● TASK TO COMPLETE:
Answer from the State Fair column below:
(a) On what date did the writer go to the State Fair?
(b) What houses fair memorabilia in Heritage Square?
(c) Which organization owns the Minnesota Letterpress Newspaper Museum?

● DOCUMENT SECTION:
By Staff | Aug 30, 2008

I went to the State Fair on Friday, Aug. 22. So did 100,000 other people.

They went for the food, the fun and the activities.

I went to work in a fair ‘booth.’ Well, actually it’s a building, not a booth, but work was definitely involved.

If you know the State Fair at all, there is a spot north of the midway called “Heritage Square.” It has a lot of very interesting old time craft booths located there. There is even an old caboose which houses fair memorabilia.

But I digress.

Tucked way back in the far northwest corner of Heritage Square is a brick building called the Minnesota Letterpress Newspaper Museum.

It is owned by a branch of the Minnesota Newspaper Association called the Minnesota Newspaper Foundation, (MNF).

MNF is the education branch of our association. One way they educate the public about newspapers is to run this museum during the fair.

The building is filled with a lot of antique letterpress equipment, including a Miele press, newspaper folder and linotype machine.

● DATA SUPPLIED:

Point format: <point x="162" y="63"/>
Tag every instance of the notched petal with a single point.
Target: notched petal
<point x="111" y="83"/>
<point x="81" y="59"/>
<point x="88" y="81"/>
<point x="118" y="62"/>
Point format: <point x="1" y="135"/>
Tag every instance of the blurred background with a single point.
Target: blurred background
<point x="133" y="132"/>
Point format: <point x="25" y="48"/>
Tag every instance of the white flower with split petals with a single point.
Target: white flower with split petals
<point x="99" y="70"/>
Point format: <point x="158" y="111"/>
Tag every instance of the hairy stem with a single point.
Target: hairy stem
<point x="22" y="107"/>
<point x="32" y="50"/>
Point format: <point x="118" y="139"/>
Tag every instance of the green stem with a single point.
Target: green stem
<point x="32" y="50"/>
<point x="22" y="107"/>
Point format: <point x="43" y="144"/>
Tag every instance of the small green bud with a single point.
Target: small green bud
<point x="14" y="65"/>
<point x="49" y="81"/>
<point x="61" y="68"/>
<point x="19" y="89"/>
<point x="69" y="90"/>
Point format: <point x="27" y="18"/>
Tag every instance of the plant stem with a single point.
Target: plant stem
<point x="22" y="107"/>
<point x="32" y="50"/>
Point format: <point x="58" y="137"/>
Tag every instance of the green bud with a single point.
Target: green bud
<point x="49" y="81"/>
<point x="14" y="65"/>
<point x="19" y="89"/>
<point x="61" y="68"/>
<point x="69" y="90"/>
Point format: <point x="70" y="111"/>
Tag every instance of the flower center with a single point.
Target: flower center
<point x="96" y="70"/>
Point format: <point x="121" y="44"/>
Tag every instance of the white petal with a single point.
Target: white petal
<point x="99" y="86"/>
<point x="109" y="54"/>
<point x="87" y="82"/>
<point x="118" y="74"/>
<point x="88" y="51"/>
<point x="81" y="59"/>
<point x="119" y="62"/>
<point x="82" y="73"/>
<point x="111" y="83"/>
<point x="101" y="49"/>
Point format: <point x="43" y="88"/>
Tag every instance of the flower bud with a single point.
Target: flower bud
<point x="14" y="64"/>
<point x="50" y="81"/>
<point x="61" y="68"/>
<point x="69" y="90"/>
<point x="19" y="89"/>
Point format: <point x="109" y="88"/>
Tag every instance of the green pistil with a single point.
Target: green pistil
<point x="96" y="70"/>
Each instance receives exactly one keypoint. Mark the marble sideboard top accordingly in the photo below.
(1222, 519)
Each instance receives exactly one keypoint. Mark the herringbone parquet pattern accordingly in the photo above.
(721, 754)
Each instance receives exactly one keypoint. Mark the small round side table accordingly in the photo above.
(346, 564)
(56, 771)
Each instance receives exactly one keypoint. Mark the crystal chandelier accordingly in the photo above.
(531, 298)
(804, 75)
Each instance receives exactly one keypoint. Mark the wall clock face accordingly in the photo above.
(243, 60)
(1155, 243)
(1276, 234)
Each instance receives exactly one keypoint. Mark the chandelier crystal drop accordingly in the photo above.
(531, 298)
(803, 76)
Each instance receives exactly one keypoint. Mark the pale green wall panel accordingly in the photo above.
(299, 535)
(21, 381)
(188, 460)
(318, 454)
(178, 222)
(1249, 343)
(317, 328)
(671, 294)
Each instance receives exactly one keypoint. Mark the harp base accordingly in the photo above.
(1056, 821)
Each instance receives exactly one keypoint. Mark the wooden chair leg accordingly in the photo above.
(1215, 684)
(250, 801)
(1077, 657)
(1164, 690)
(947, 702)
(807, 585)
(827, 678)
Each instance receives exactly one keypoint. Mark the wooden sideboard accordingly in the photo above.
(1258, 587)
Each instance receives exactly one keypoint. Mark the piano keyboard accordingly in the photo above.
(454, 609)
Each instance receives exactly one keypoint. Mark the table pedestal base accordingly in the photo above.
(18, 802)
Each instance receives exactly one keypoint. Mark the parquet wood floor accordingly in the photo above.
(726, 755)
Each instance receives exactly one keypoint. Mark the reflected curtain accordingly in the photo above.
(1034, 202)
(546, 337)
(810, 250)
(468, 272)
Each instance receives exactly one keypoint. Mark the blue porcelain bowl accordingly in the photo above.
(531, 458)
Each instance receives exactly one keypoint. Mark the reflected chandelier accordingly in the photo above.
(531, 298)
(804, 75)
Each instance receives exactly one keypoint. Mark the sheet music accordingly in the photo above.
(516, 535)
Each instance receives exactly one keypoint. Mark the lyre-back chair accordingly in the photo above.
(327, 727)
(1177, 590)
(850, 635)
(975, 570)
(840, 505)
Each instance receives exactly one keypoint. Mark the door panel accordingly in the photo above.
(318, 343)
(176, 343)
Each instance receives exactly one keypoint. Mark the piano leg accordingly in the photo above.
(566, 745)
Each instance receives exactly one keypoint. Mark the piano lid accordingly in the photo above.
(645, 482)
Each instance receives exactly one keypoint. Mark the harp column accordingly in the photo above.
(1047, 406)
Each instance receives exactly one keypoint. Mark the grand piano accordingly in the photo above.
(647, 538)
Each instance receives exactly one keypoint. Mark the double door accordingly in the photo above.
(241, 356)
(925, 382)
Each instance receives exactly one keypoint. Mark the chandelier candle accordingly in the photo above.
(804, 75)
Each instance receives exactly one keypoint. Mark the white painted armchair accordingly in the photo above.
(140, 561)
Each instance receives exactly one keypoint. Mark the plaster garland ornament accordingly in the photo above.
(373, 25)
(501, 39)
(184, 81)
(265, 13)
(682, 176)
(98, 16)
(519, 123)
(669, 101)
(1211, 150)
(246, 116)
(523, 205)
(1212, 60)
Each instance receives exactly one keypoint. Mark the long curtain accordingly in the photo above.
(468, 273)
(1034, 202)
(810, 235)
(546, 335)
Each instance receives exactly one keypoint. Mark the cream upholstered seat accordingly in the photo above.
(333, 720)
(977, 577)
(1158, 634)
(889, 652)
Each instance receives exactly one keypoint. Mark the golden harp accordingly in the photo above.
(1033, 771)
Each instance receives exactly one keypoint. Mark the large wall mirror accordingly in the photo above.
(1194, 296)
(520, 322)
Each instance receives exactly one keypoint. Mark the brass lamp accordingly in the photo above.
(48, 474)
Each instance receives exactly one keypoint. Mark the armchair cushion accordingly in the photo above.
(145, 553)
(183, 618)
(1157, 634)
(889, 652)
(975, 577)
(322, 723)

● TASK SOLUTION:
(a) Friday, Aug. 22.
(b) An old caboose.
(c) The Minnesota Newspaper Foundation (MNF), a branch of the Minnesota Newspaper Association.